▶ [What you need to do]: Print out the full material below, exact in every line, with no images included.

◇ ◇ ◇ ◇

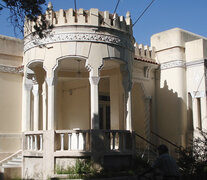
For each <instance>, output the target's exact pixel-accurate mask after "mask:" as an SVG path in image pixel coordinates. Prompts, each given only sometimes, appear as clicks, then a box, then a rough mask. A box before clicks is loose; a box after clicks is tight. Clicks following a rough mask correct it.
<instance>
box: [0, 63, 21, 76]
mask: <svg viewBox="0 0 207 180" xmlns="http://www.w3.org/2000/svg"><path fill="white" fill-rule="evenodd" d="M23 69H24V67H23V66H21V67H17V66H16V67H15V66H5V65H1V64H0V72H5V73H13V74H23Z"/></svg>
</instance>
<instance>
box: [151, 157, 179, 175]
mask: <svg viewBox="0 0 207 180" xmlns="http://www.w3.org/2000/svg"><path fill="white" fill-rule="evenodd" d="M152 168H158V169H159V170H160V172H161V173H162V175H163V176H165V177H175V176H179V171H178V166H177V164H176V161H175V159H174V158H173V157H171V156H170V155H169V154H168V153H165V154H162V155H160V156H159V157H158V158H157V160H156V161H155V162H154V163H153V165H152Z"/></svg>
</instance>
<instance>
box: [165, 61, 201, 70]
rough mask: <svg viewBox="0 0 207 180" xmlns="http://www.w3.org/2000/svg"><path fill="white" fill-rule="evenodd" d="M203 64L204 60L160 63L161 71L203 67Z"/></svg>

◇ ◇ ◇ ◇

▶ [Answer space]:
For each <instance>, output the target's exact pixel-accurate mask after "mask:" as an SVG path in image pixel coordinates. Prompts, each given only sometimes, appear as clicks, then a box, then a rough mask. A box before clicks is loose; a box after clicks is tight. Clicks following a rough mask correct it.
<instance>
box: [0, 63, 21, 76]
mask: <svg viewBox="0 0 207 180" xmlns="http://www.w3.org/2000/svg"><path fill="white" fill-rule="evenodd" d="M23 69H24V67H23V66H21V67H17V66H16V67H15V66H5V65H1V64H0V72H5V73H13V74H23Z"/></svg>
</instance>
<instance>
box: [151, 157, 179, 175]
mask: <svg viewBox="0 0 207 180" xmlns="http://www.w3.org/2000/svg"><path fill="white" fill-rule="evenodd" d="M152 168H158V169H159V170H160V172H161V173H162V175H163V176H165V177H175V176H179V171H178V166H177V164H176V161H175V159H174V158H173V157H171V156H170V155H169V154H168V153H165V154H162V155H160V156H159V157H158V158H157V160H156V161H155V162H154V163H153V165H152Z"/></svg>
</instance>
<instance>
box: [165, 61, 201, 70]
rough mask: <svg viewBox="0 0 207 180" xmlns="http://www.w3.org/2000/svg"><path fill="white" fill-rule="evenodd" d="M203 64L204 60L160 63L161 71L203 67Z"/></svg>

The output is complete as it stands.